What needs to be done: All lines from the one containing "# set a point on every instance of the blue" to the end of the data below are to be returned exactly, both ends included, with nothing added.

[Source data]

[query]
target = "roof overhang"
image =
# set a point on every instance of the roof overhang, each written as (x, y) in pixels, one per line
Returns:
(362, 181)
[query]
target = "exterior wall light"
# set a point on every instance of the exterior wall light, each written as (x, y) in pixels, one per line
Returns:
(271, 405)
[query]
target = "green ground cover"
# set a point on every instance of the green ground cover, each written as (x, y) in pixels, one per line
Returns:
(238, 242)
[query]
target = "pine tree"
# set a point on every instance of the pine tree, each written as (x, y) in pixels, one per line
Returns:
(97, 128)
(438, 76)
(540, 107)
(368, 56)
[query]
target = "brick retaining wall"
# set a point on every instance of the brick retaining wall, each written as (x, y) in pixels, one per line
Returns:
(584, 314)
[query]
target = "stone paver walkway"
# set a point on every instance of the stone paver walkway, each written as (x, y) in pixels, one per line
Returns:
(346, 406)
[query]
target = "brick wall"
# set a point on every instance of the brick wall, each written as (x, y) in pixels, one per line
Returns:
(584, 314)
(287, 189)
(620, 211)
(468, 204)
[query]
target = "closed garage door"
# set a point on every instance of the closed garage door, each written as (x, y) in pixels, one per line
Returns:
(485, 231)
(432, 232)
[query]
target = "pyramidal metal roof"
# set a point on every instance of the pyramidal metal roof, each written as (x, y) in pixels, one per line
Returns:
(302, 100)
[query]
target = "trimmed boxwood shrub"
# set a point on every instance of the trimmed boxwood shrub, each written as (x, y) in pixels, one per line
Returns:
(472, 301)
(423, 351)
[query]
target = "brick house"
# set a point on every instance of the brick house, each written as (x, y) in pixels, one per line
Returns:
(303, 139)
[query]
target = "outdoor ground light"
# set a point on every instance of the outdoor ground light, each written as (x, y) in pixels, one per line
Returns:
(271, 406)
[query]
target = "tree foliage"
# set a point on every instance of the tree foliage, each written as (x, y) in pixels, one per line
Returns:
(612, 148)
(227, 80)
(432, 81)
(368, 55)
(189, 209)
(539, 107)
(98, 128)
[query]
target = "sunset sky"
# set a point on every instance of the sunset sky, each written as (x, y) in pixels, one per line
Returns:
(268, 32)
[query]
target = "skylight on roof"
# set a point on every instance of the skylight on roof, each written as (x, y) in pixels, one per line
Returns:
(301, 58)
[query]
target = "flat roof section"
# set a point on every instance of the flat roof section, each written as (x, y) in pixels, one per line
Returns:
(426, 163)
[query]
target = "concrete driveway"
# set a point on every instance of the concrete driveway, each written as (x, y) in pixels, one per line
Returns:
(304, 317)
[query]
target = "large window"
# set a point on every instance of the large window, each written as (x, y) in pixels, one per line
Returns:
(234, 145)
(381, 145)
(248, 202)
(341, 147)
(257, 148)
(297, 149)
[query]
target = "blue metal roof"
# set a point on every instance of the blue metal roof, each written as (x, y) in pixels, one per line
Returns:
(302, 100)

[/Source data]

Answer for this exercise:
# set a point on every instance of the blue metal roof, each written as (x, y) in pixels, one per line
Returns:
(302, 100)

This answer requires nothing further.